***** Source material *****

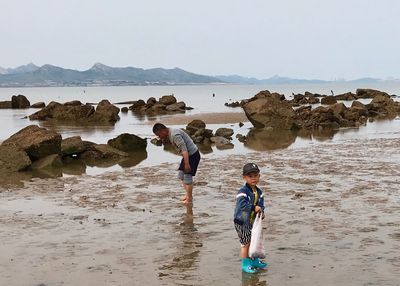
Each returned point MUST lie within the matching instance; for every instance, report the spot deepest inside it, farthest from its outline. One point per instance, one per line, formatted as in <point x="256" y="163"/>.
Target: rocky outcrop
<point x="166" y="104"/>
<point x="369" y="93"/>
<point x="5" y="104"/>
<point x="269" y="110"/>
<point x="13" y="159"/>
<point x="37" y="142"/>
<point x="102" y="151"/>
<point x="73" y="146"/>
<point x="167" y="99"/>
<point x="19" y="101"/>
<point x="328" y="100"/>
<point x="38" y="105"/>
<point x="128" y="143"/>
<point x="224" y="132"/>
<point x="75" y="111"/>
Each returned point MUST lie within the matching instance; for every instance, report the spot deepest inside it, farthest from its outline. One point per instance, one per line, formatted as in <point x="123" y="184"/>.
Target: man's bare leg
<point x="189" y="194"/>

*****
***** Source material *****

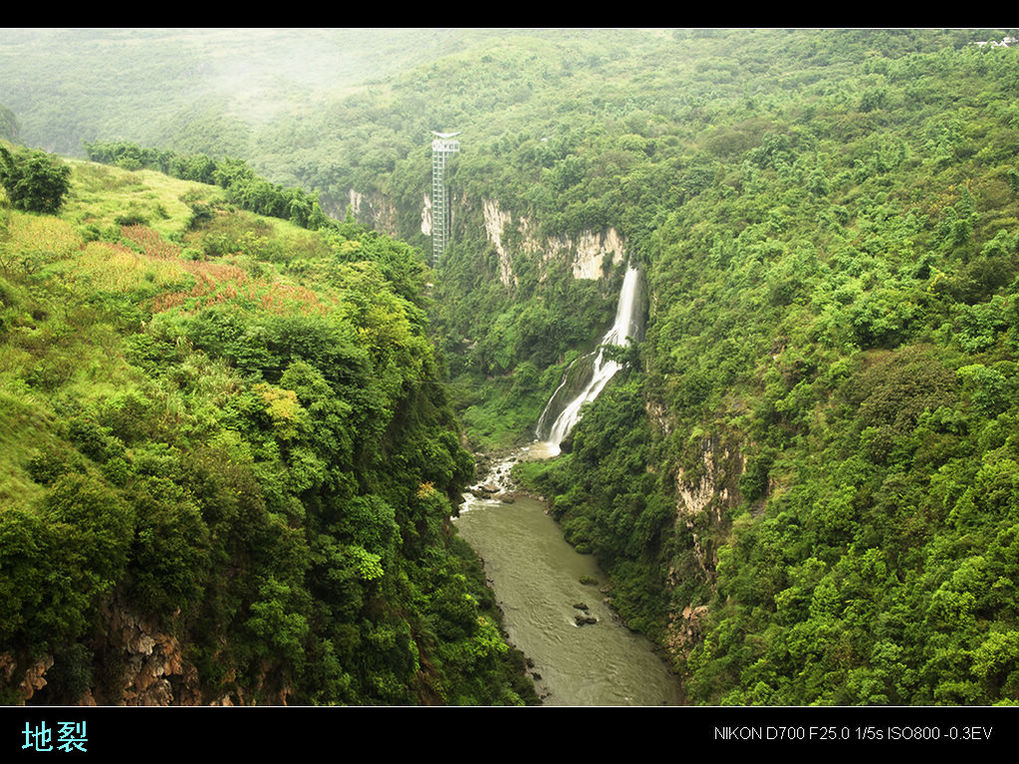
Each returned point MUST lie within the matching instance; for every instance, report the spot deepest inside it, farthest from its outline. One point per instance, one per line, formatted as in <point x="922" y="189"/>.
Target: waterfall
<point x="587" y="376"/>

*****

What the task asks:
A line belongs in the answer if it contains the word "outline"; please copy each such line from the material.

Solution to this task:
Each returned point MUST lie within the matching instance; for every instance, report the spot deepest inside it, farthest from its outline. One point per instance, one per line, formatted as in <point x="256" y="163"/>.
Each returned point MUST lie within the matching instance; for every instance, report the spot deepest inside it, farthest from its outline. One point per instance, one per line, formatted as in <point x="123" y="184"/>.
Each returned point MUST lie within the matching instance; for every instance, report the spot deepest inside it, farthest from its outline. One point per instance, one per line, formatted as in <point x="922" y="189"/>.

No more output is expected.